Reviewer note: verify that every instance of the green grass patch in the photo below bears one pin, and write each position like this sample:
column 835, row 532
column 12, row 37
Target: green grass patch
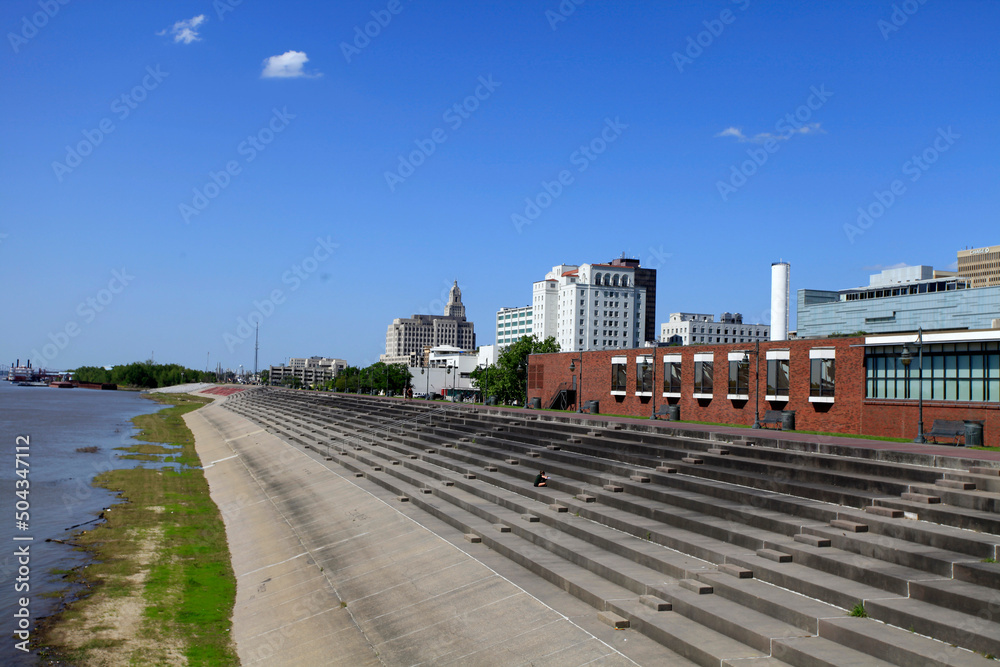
column 149, row 449
column 165, row 546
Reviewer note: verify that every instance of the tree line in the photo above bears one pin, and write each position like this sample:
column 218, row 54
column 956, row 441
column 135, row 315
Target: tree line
column 144, row 374
column 507, row 380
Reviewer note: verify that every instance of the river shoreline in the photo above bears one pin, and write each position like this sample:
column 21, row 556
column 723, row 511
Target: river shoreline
column 158, row 586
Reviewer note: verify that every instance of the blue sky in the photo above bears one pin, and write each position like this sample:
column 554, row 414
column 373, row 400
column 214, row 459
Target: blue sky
column 164, row 175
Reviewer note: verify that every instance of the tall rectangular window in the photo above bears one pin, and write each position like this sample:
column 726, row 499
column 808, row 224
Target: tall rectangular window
column 644, row 375
column 703, row 377
column 777, row 377
column 739, row 377
column 619, row 374
column 822, row 377
column 671, row 377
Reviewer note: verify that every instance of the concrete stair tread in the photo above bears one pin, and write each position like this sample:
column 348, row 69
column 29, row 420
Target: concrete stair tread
column 897, row 645
column 820, row 652
column 593, row 587
column 726, row 617
column 786, row 605
column 707, row 498
column 922, row 558
column 723, row 615
column 964, row 630
column 822, row 586
column 693, row 641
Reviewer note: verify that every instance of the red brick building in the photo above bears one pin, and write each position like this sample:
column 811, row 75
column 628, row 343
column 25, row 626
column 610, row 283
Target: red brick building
column 844, row 385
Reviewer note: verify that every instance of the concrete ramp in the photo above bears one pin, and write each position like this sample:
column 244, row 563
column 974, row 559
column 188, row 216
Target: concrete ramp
column 329, row 572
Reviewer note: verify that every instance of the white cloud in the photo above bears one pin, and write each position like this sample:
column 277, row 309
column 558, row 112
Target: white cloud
column 736, row 133
column 732, row 132
column 884, row 267
column 286, row 66
column 185, row 31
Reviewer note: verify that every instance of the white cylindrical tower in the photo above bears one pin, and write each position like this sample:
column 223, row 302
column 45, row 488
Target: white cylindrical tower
column 779, row 300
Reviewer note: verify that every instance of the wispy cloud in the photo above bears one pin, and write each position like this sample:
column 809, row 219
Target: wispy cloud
column 737, row 133
column 185, row 31
column 286, row 66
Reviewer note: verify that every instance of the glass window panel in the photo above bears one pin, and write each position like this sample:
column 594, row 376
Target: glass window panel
column 782, row 389
column 703, row 377
column 617, row 377
column 978, row 390
column 964, row 392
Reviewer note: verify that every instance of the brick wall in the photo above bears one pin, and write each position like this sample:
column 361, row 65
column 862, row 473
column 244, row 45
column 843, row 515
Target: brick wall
column 849, row 413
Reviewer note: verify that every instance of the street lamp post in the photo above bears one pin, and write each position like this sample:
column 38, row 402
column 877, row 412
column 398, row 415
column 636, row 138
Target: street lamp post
column 906, row 357
column 652, row 387
column 756, row 390
column 579, row 388
column 486, row 383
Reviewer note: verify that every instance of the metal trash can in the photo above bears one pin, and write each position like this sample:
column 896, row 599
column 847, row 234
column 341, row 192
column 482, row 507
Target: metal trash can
column 973, row 433
column 788, row 420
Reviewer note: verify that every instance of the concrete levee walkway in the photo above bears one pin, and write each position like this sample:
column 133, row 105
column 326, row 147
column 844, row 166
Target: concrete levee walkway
column 329, row 573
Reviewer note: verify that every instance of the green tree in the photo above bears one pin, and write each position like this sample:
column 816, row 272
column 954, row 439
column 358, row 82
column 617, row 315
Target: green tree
column 508, row 379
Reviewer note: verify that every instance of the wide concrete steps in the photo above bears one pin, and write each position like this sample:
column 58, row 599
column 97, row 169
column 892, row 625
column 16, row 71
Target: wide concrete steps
column 635, row 512
column 575, row 567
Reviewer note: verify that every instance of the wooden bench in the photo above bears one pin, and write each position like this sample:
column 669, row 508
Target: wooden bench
column 947, row 428
column 771, row 417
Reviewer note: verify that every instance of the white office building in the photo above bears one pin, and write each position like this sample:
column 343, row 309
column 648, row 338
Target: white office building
column 589, row 307
column 310, row 371
column 513, row 324
column 407, row 338
column 702, row 329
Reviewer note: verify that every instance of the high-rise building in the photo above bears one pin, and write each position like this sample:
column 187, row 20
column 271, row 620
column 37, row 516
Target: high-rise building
column 645, row 278
column 701, row 329
column 981, row 265
column 407, row 338
column 310, row 371
column 513, row 324
column 898, row 300
column 590, row 307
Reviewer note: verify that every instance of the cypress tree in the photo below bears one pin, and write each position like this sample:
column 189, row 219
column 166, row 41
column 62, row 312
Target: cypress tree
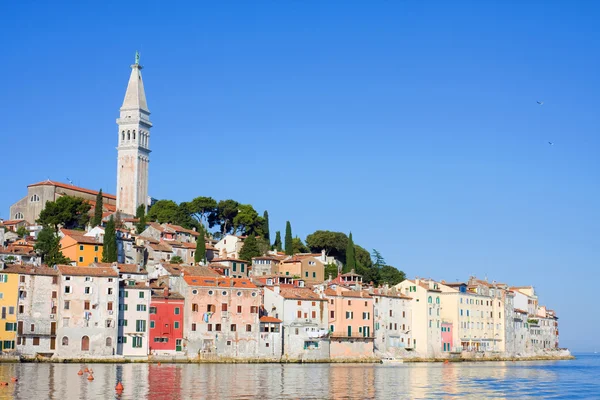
column 200, row 254
column 140, row 214
column 277, row 243
column 289, row 241
column 350, row 255
column 265, row 227
column 109, row 248
column 250, row 249
column 98, row 209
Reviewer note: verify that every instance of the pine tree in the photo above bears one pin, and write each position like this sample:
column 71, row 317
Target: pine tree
column 350, row 255
column 289, row 241
column 200, row 254
column 265, row 227
column 98, row 210
column 277, row 242
column 140, row 214
column 250, row 249
column 109, row 249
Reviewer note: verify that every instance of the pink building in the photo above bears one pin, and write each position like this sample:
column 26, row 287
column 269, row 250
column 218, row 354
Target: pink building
column 350, row 323
column 447, row 342
column 221, row 317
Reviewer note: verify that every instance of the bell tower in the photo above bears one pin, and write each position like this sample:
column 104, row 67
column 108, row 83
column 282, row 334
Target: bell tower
column 133, row 144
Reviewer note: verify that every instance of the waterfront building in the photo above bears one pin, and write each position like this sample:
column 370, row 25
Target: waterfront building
column 350, row 323
column 10, row 295
column 133, row 317
column 426, row 319
column 305, row 322
column 270, row 339
column 166, row 321
column 221, row 317
column 37, row 311
column 392, row 315
column 133, row 150
column 29, row 207
column 87, row 312
column 79, row 248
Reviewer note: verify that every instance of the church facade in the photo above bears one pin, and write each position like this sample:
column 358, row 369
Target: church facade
column 133, row 153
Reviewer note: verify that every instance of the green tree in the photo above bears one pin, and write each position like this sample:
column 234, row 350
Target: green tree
column 250, row 249
column 277, row 242
column 265, row 227
column 201, row 208
column 140, row 214
column 200, row 254
column 224, row 215
column 331, row 269
column 97, row 220
column 247, row 221
column 391, row 275
column 334, row 243
column 109, row 248
column 48, row 246
column 378, row 260
column 289, row 244
column 22, row 232
column 350, row 255
column 67, row 211
column 176, row 260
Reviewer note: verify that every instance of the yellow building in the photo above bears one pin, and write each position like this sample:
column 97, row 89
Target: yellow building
column 81, row 249
column 9, row 295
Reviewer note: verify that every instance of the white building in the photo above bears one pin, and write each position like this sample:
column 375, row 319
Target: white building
column 133, row 145
column 87, row 312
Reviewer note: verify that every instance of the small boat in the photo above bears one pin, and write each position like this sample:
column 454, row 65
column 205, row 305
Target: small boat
column 391, row 360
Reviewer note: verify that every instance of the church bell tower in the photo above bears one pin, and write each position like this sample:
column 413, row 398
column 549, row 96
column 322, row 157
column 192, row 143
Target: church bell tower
column 134, row 145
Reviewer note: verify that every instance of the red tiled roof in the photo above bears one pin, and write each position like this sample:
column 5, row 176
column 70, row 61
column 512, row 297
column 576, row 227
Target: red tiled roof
column 88, row 271
column 71, row 187
column 219, row 282
column 300, row 294
column 266, row 318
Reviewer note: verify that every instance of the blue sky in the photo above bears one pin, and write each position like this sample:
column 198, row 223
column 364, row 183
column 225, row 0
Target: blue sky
column 412, row 124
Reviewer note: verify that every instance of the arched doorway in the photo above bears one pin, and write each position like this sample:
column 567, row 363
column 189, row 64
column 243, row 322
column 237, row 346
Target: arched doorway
column 85, row 343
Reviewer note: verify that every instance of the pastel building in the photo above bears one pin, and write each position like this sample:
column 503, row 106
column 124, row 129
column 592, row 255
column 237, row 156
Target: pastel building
column 305, row 321
column 221, row 317
column 87, row 312
column 392, row 314
column 10, row 296
column 38, row 310
column 350, row 323
column 133, row 318
column 426, row 319
column 166, row 321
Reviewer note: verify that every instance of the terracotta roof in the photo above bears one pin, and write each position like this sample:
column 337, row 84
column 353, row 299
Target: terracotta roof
column 299, row 294
column 219, row 282
column 12, row 222
column 266, row 318
column 346, row 293
column 178, row 228
column 19, row 269
column 123, row 268
column 72, row 187
column 88, row 271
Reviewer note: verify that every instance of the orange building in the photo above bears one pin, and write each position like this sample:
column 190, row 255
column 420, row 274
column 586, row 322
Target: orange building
column 81, row 249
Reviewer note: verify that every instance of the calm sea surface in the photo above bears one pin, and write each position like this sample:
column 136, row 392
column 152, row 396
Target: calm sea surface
column 577, row 379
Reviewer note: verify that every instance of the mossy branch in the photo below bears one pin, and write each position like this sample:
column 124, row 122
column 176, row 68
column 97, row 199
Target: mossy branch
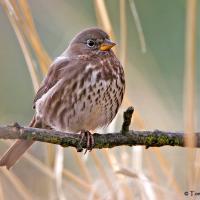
column 126, row 137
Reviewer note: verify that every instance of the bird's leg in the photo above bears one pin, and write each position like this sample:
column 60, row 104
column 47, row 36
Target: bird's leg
column 89, row 139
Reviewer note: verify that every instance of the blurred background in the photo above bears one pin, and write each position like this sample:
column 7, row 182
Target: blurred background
column 152, row 45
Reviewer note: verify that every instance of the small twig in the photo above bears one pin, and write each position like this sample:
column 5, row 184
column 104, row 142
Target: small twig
column 127, row 120
column 125, row 137
column 147, row 138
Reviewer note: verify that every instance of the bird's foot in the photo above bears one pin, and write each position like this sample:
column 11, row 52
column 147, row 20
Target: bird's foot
column 89, row 139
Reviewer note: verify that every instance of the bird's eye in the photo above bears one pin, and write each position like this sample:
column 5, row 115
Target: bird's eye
column 90, row 43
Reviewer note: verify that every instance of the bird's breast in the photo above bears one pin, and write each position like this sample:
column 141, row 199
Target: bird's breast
column 85, row 101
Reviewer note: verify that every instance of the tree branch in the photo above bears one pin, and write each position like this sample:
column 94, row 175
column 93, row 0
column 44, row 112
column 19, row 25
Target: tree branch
column 126, row 137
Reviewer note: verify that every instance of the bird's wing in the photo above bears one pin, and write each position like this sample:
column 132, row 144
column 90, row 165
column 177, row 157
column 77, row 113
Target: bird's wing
column 52, row 77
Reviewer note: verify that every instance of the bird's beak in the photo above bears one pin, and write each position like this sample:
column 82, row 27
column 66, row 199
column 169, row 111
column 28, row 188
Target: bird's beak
column 106, row 45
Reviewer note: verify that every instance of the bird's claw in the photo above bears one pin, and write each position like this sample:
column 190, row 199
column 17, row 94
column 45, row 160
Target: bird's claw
column 89, row 139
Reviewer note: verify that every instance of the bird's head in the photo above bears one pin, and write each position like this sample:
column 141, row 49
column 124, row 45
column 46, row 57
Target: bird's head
column 92, row 40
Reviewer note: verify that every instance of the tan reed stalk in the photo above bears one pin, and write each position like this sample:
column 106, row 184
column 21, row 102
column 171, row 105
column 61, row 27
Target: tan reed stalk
column 29, row 29
column 21, row 39
column 1, row 191
column 189, row 93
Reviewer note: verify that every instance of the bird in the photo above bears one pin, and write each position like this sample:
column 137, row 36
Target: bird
column 82, row 91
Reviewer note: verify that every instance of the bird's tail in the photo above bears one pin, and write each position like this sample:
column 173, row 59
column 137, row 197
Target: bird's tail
column 14, row 153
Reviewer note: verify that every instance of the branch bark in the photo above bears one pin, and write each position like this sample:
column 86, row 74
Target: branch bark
column 126, row 137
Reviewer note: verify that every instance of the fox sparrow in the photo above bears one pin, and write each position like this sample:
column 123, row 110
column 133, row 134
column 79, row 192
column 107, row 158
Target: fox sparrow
column 83, row 90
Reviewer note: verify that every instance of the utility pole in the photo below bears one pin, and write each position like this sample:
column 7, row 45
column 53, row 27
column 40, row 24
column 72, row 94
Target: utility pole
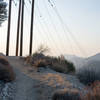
column 21, row 36
column 9, row 25
column 18, row 27
column 31, row 30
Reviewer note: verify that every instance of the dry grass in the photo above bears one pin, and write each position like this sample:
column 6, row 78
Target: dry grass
column 94, row 93
column 88, row 75
column 6, row 71
column 65, row 94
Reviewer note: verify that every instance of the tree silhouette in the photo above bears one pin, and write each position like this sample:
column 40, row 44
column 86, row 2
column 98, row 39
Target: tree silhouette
column 3, row 11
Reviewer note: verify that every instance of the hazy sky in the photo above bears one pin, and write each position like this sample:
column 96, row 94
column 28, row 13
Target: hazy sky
column 81, row 16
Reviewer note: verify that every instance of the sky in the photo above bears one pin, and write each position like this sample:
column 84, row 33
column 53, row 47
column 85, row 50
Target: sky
column 52, row 26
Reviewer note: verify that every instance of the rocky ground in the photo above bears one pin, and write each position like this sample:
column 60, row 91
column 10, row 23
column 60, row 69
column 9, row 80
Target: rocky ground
column 33, row 85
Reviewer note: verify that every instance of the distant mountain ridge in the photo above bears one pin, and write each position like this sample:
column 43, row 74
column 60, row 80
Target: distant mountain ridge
column 79, row 61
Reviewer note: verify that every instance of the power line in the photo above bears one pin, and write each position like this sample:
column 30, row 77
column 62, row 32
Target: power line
column 64, row 29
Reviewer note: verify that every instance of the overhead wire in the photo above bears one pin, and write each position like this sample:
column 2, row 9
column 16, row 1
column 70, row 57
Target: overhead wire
column 67, row 28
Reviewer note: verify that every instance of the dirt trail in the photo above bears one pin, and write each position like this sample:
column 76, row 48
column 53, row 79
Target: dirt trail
column 33, row 85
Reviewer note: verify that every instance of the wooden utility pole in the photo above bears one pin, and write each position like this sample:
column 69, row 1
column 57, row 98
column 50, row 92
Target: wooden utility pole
column 31, row 30
column 18, row 28
column 9, row 25
column 21, row 36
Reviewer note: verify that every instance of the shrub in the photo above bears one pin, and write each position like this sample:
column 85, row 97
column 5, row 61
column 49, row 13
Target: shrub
column 62, row 65
column 56, row 63
column 94, row 94
column 88, row 75
column 66, row 95
column 6, row 71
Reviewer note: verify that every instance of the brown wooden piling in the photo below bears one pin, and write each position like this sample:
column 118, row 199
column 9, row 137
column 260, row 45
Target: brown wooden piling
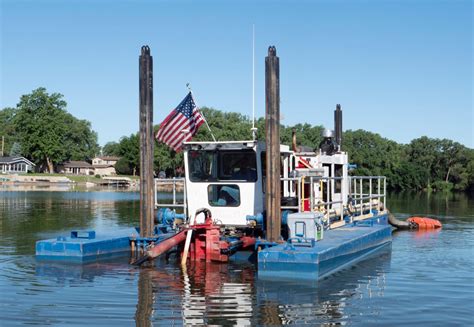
column 272, row 130
column 147, row 193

________________________

▶ **Work to complete**:
Could you output the lines of the items above as a numbered list, with no blank lines, starting with the line that contains "Reviewer note: verify that every instance of the river" and going on through the line that contains "column 164, row 175", both of those lines included?

▶ **Solved exercise**:
1. Reviewer note: verify that every instance of the river shoreline in the photo above bears one pin, and write each position like this sample:
2. column 21, row 556
3. column 723, row 511
4. Target: river shoreline
5. column 158, row 586
6. Reviewer note: verify that every instance of the blue sky in the photo above bears one pin, and write each position like this sample:
7. column 554, row 414
8. column 373, row 400
9. column 214, row 459
10. Target: blue sky
11. column 164, row 175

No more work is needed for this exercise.